── Listing
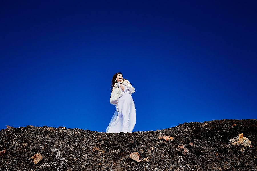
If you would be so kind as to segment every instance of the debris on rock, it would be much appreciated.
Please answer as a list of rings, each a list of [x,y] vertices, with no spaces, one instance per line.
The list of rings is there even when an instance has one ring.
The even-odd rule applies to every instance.
[[[66,129],[66,127],[61,127],[61,126],[58,127],[58,128],[63,128],[63,129]]]
[[[188,151],[188,150],[183,145],[180,144],[177,147],[176,150],[181,153],[184,155],[185,155],[186,153]]]
[[[239,134],[237,137],[233,138],[229,140],[229,143],[233,145],[242,145],[244,147],[250,147],[252,142],[246,137],[244,137],[243,133]]]
[[[43,159],[43,157],[40,153],[37,153],[36,154],[31,157],[31,158],[34,159],[34,163],[35,164],[41,161]]]
[[[189,142],[189,144],[190,146],[192,147],[194,145],[194,143],[192,142]]]
[[[3,150],[2,150],[0,151],[0,157],[2,157],[5,154],[5,153],[6,152],[6,150],[7,149],[7,148],[4,148]]]
[[[234,128],[236,126],[236,124],[235,123],[235,124],[233,124],[233,125],[232,126],[232,128]]]
[[[104,153],[105,152],[104,151],[101,150],[100,150],[100,149],[99,149],[98,148],[97,148],[97,147],[93,147],[93,150],[92,151],[93,151],[93,152],[97,152],[98,151],[98,152],[102,152],[103,153]]]
[[[158,137],[158,139],[159,140],[163,139],[165,140],[166,141],[168,141],[170,140],[173,140],[173,139],[174,139],[174,138],[172,137],[164,135],[164,136],[163,136],[162,137]]]
[[[203,124],[202,124],[201,125],[200,125],[200,126],[202,127],[205,127],[205,125],[206,125],[207,124],[208,124],[208,123],[206,123],[206,122],[204,122]]]
[[[150,162],[150,159],[151,159],[149,157],[147,157],[146,158],[145,158],[144,159],[143,159],[143,161],[146,162]]]
[[[30,128],[31,127],[34,127],[34,126],[33,126],[32,125],[27,125],[26,126],[26,128]]]
[[[129,155],[129,158],[139,163],[141,163],[142,161],[142,158],[140,156],[140,155],[136,152],[130,154]]]
[[[14,128],[14,127],[11,127],[11,126],[9,126],[9,125],[7,125],[6,126],[6,127],[7,127],[7,129],[13,129]]]
[[[153,147],[150,147],[149,148],[149,151],[150,152],[152,152],[152,150],[153,150],[154,149],[154,148]]]
[[[240,149],[239,150],[241,152],[244,152],[245,151],[245,149],[244,147],[242,148],[240,148]]]

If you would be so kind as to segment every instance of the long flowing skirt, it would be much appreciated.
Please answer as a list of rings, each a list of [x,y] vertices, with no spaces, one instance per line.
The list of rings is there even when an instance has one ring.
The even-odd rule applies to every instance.
[[[117,105],[118,110],[115,110],[106,132],[132,132],[136,124],[136,114],[131,95],[124,94],[118,99]]]

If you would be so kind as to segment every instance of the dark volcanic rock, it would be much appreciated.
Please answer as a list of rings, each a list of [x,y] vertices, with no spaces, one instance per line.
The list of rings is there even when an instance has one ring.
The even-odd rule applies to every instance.
[[[257,170],[257,120],[205,123],[119,133],[62,127],[8,126],[0,131],[0,170]],[[242,133],[250,146],[230,143]],[[174,139],[158,138],[164,136]],[[188,150],[186,155],[176,150],[179,144]],[[136,152],[147,162],[130,158]],[[35,164],[31,158],[37,153]]]

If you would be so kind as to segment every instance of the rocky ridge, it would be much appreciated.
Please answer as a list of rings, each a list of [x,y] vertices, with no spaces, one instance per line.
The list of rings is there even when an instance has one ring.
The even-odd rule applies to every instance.
[[[257,120],[185,123],[106,133],[34,127],[0,131],[0,170],[257,170]]]

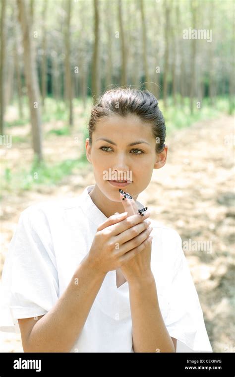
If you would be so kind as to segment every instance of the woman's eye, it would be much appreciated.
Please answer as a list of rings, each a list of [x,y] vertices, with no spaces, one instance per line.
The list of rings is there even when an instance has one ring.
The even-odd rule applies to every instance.
[[[110,149],[111,149],[110,148],[110,147],[101,147],[100,148],[100,149],[101,149],[101,150],[103,150],[104,152],[110,152],[110,151],[109,151],[109,150],[104,150],[104,149],[103,149],[103,148],[109,148]]]
[[[110,147],[100,147],[100,149],[101,149],[101,150],[104,151],[104,152],[110,152],[111,151],[110,150],[107,150],[107,149],[103,149],[103,148],[108,148],[108,149],[111,149],[111,150],[112,150],[112,148],[110,148]],[[139,154],[143,154],[143,153],[144,153],[143,152],[143,151],[140,150],[140,149],[131,149],[131,151],[135,151],[135,152],[137,151],[137,153],[135,153],[135,152],[134,152],[134,153],[133,153],[132,154],[136,154],[136,155],[138,154],[138,155],[139,155]]]
[[[131,149],[131,150],[137,150],[137,152],[140,152],[140,153],[134,153],[134,154],[142,154],[144,153],[142,150],[140,150],[140,149]]]

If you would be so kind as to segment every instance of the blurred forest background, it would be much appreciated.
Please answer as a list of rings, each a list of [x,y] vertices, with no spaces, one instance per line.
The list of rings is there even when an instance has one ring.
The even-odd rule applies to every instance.
[[[183,241],[213,242],[211,253],[184,251],[213,350],[234,352],[234,6],[1,0],[1,269],[23,209],[94,183],[85,140],[99,96],[148,89],[170,148],[139,198]],[[22,350],[18,336],[0,334],[0,351]]]

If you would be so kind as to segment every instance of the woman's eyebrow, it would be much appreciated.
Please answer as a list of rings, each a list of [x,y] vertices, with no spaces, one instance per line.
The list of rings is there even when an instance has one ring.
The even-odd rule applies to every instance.
[[[113,144],[113,145],[117,145],[117,144],[116,143],[114,142],[114,141],[112,141],[111,140],[109,140],[109,139],[106,139],[103,137],[99,137],[98,139],[96,139],[96,141],[97,141],[98,140],[103,140],[104,141],[107,141],[107,143]],[[149,143],[147,143],[147,141],[144,141],[143,140],[139,140],[138,141],[134,141],[133,143],[128,144],[128,146],[130,147],[131,145],[136,145],[137,144],[142,144],[143,143],[147,144],[148,145],[150,145],[149,144]]]

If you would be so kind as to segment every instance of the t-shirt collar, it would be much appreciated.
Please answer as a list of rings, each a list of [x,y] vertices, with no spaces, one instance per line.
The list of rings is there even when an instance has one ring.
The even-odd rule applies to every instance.
[[[80,196],[80,202],[81,206],[87,217],[99,226],[101,223],[106,221],[108,217],[96,206],[89,194],[94,187],[95,185],[92,185],[84,188]]]

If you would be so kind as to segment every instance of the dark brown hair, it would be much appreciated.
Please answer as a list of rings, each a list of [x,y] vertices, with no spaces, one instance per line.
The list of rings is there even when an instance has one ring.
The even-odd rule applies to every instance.
[[[134,114],[143,122],[150,123],[153,136],[156,140],[155,151],[159,153],[163,150],[166,138],[165,120],[158,100],[152,93],[147,90],[122,87],[106,91],[91,110],[88,127],[91,145],[98,121],[114,114],[121,117]]]

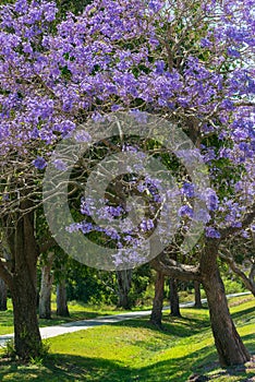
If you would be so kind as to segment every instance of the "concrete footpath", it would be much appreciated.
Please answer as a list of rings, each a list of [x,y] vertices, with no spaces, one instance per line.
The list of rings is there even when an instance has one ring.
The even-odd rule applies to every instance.
[[[251,295],[251,293],[244,291],[240,294],[231,294],[231,295],[227,295],[227,297],[231,298],[231,297],[238,297],[238,296],[244,296],[244,295]],[[206,301],[207,301],[206,298],[202,299],[203,303],[205,303]],[[180,303],[180,308],[189,308],[193,306],[194,306],[194,301]],[[163,310],[168,310],[168,309],[170,309],[170,307],[163,308]],[[125,320],[139,319],[142,317],[149,315],[150,312],[151,312],[150,310],[126,312],[122,314],[104,315],[92,320],[68,322],[56,326],[40,327],[40,335],[41,335],[41,338],[51,338],[61,334],[73,333],[77,331],[85,331],[87,329],[93,329],[100,325],[113,324]],[[13,334],[1,335],[0,346],[4,346],[7,341],[12,339],[13,336],[14,336]]]

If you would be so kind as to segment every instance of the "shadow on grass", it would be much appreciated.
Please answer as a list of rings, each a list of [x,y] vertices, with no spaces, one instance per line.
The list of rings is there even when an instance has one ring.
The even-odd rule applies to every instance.
[[[125,327],[146,327],[155,332],[163,333],[167,335],[173,335],[178,337],[190,337],[194,334],[201,333],[201,330],[210,327],[210,322],[208,319],[190,319],[190,318],[172,318],[163,317],[162,329],[153,325],[148,318],[141,318],[135,320],[127,320],[116,322],[114,326],[125,326]]]
[[[199,362],[211,360],[214,348],[204,348],[186,357],[155,362],[139,369],[125,366],[118,360],[88,358],[71,355],[51,355],[41,366],[25,366],[0,359],[0,379],[9,382],[131,382],[131,381],[186,381],[192,373],[191,365],[197,357]],[[205,355],[206,354],[206,355]],[[181,367],[180,367],[181,366]]]

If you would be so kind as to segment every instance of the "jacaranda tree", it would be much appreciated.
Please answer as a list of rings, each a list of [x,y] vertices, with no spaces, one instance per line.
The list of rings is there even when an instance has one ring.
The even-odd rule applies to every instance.
[[[0,276],[12,294],[19,356],[40,350],[35,276],[47,246],[36,235],[35,217],[50,154],[81,122],[133,110],[178,123],[201,151],[211,180],[201,195],[208,213],[201,216],[206,228],[199,263],[182,265],[162,253],[154,266],[203,283],[222,365],[250,359],[229,314],[217,255],[220,241],[251,225],[255,213],[253,5],[96,0],[62,22],[53,2],[19,0],[1,8],[0,217],[10,260],[0,262]],[[54,164],[64,170],[62,160]],[[186,222],[196,196],[186,175],[180,193]],[[151,219],[145,223],[144,230],[153,228]]]

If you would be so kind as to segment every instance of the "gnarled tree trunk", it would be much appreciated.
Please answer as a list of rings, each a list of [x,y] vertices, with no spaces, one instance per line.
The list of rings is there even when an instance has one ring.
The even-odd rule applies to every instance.
[[[173,317],[181,317],[179,296],[178,296],[178,279],[170,278],[170,314]]]
[[[10,237],[14,270],[9,286],[14,315],[15,351],[22,359],[37,357],[41,350],[41,338],[36,311],[36,263],[37,244],[34,237],[34,214],[21,217]]]
[[[7,310],[7,285],[2,278],[0,278],[0,310]]]
[[[194,290],[195,290],[195,305],[194,307],[197,309],[203,308],[202,301],[201,301],[201,283],[194,282]]]
[[[53,261],[53,253],[50,252],[47,258],[47,262],[41,267],[41,282],[40,282],[40,297],[39,297],[39,318],[49,320],[51,318],[51,287],[53,282],[53,275],[51,273],[51,266]]]
[[[155,282],[154,303],[153,303],[153,310],[151,310],[149,322],[151,322],[154,325],[158,327],[161,327],[162,325],[163,285],[165,285],[165,275],[162,272],[157,271],[156,282]]]
[[[251,356],[229,312],[224,286],[217,265],[217,241],[208,239],[201,259],[203,286],[208,301],[215,345],[221,366],[244,363]]]
[[[119,295],[118,307],[123,309],[130,309],[131,302],[129,298],[129,293],[132,282],[132,270],[117,271],[116,274],[118,280]]]
[[[61,279],[57,285],[57,314],[69,317],[65,279]]]

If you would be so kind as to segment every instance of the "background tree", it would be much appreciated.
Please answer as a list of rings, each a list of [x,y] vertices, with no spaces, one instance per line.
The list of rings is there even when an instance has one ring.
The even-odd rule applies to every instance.
[[[17,354],[36,356],[40,347],[34,307],[42,248],[34,211],[49,153],[77,123],[121,108],[179,123],[202,151],[217,194],[209,189],[199,195],[210,212],[203,217],[199,263],[180,264],[162,253],[153,265],[203,283],[221,363],[246,361],[217,258],[220,241],[254,218],[251,0],[98,0],[58,25],[54,3],[19,0],[13,7],[0,11],[0,217],[12,254],[10,267],[0,263],[0,276],[12,294]],[[56,166],[64,164],[56,159]],[[197,195],[182,175],[180,215],[189,218]]]

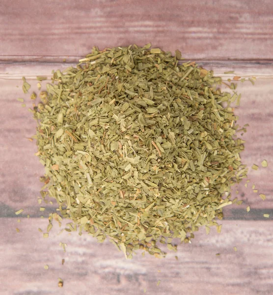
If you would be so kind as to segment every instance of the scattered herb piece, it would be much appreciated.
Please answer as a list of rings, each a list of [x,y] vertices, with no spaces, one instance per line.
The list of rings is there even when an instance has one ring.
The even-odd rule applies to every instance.
[[[164,257],[162,236],[175,250],[174,236],[191,243],[200,227],[220,230],[231,187],[247,171],[236,137],[246,126],[230,106],[238,95],[222,92],[212,71],[178,64],[179,52],[150,46],[94,47],[53,72],[32,110],[42,199],[73,220],[66,231],[108,237],[128,258],[139,249]]]

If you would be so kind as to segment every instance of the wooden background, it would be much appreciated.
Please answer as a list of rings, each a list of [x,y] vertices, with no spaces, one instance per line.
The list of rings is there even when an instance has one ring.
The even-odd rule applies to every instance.
[[[273,30],[272,0],[1,0],[0,294],[273,294]],[[22,76],[36,90],[37,75],[49,78],[52,69],[73,64],[94,45],[103,49],[149,42],[172,52],[178,49],[225,80],[233,76],[223,74],[229,70],[257,77],[254,86],[249,82],[238,86],[242,98],[236,113],[241,125],[250,125],[242,157],[249,166],[260,166],[250,169],[248,187],[238,188],[244,203],[225,208],[220,234],[213,230],[207,236],[201,230],[191,244],[179,246],[163,260],[138,253],[126,260],[110,243],[98,244],[86,235],[58,234],[56,225],[43,238],[37,229],[45,231],[48,222],[40,216],[46,217],[55,205],[39,211],[43,168],[33,154],[34,143],[26,139],[35,125]],[[27,108],[21,107],[19,97]],[[267,168],[260,165],[264,159]],[[67,243],[65,253],[60,242]]]

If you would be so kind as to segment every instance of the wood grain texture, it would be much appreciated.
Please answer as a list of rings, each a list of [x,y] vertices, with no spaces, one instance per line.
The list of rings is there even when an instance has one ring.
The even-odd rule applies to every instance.
[[[75,61],[152,42],[187,58],[270,59],[272,0],[1,0],[1,60]]]
[[[31,91],[37,90],[36,76],[45,75],[50,78],[52,69],[64,69],[68,64],[17,63],[0,65],[0,88],[2,95],[0,97],[0,216],[14,216],[14,212],[25,209],[24,213],[31,216],[42,215],[38,211],[40,205],[37,202],[42,184],[39,177],[43,175],[43,167],[37,157],[34,155],[36,151],[34,142],[30,142],[27,138],[35,133],[35,122],[32,115],[27,112],[31,106],[29,94],[25,95],[22,91],[21,77],[25,76],[32,85]],[[238,197],[244,200],[240,206],[234,206],[225,208],[226,218],[236,219],[263,219],[263,214],[272,213],[273,216],[273,69],[270,67],[231,65],[224,63],[218,67],[209,66],[213,68],[216,75],[224,79],[232,76],[223,75],[229,69],[234,69],[237,74],[244,77],[255,75],[258,81],[255,86],[249,82],[239,82],[239,92],[242,94],[241,105],[236,110],[239,116],[238,123],[241,125],[248,123],[247,132],[243,135],[246,140],[246,150],[242,153],[244,163],[251,167],[253,163],[260,166],[257,171],[249,169],[250,180],[248,187],[239,186]],[[43,82],[45,87],[46,82]],[[18,86],[17,88],[16,86]],[[223,90],[227,90],[224,86]],[[31,93],[31,92],[30,92]],[[22,108],[18,97],[24,97],[27,107]],[[260,163],[266,159],[269,167],[263,168]],[[258,193],[251,189],[254,183]],[[235,193],[234,188],[234,193]],[[265,201],[259,197],[263,193],[267,196]],[[234,197],[236,196],[234,193]],[[247,213],[246,207],[251,208]],[[45,205],[47,212],[53,210],[55,205]],[[44,214],[45,215],[45,213]]]
[[[20,224],[2,219],[0,294],[138,295],[145,289],[148,295],[272,294],[272,220],[223,221],[221,234],[213,231],[207,236],[201,230],[192,244],[179,245],[165,259],[138,252],[132,260],[108,241],[99,244],[77,233],[58,235],[56,225],[44,239],[37,228],[45,229],[47,224],[40,219]],[[67,243],[65,253],[60,242]]]

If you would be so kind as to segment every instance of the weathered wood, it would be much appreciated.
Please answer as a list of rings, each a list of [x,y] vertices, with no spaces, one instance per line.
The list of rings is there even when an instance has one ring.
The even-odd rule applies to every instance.
[[[0,11],[1,60],[75,61],[94,45],[150,42],[190,59],[273,56],[271,0],[1,0]]]
[[[272,294],[272,221],[222,223],[221,234],[214,230],[207,236],[201,230],[191,244],[179,245],[177,253],[170,252],[165,259],[147,253],[143,257],[139,252],[126,260],[108,241],[97,243],[89,236],[75,233],[58,236],[56,224],[44,239],[37,228],[46,229],[45,220],[18,223],[14,219],[1,219],[0,293],[138,295],[146,289],[146,294],[153,295]],[[65,253],[60,242],[67,243]],[[59,277],[64,281],[62,289],[57,287]]]

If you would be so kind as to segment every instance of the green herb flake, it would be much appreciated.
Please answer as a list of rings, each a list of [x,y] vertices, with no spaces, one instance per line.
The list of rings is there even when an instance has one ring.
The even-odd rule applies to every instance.
[[[264,160],[262,162],[262,166],[263,167],[267,167],[268,164],[267,164],[267,161],[266,160]]]
[[[35,92],[32,92],[32,94],[30,95],[30,99],[32,100],[35,100],[37,97],[37,94]]]
[[[47,77],[44,77],[43,76],[37,76],[36,79],[38,81],[42,81],[47,79]]]
[[[264,194],[260,194],[259,196],[263,201],[265,201],[265,200],[266,199],[266,195],[264,195]]]
[[[30,85],[26,82],[25,77],[23,77],[22,79],[23,81],[22,87],[23,91],[25,94],[26,94],[28,92],[28,90],[29,90],[29,88],[30,88]]]
[[[150,48],[94,47],[77,66],[53,70],[37,93],[38,202],[59,206],[45,237],[53,220],[70,218],[60,233],[109,238],[127,259],[138,249],[161,258],[162,243],[176,251],[174,237],[191,243],[200,227],[220,231],[231,187],[247,173],[246,126],[238,129],[230,106],[241,96],[221,91],[212,71],[178,62],[178,51]]]

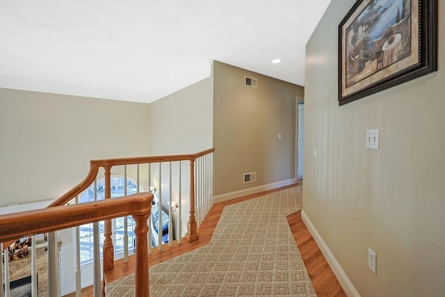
────
Instructions to follow: Show every line from the items above that contains the word "woman".

Reply:
If you would be so kind as to segment every instance of the woman's eye, it would be much appreciated.
If you would be so kind as to segment every instance of the woman's eyebrow, it would be much appreciated.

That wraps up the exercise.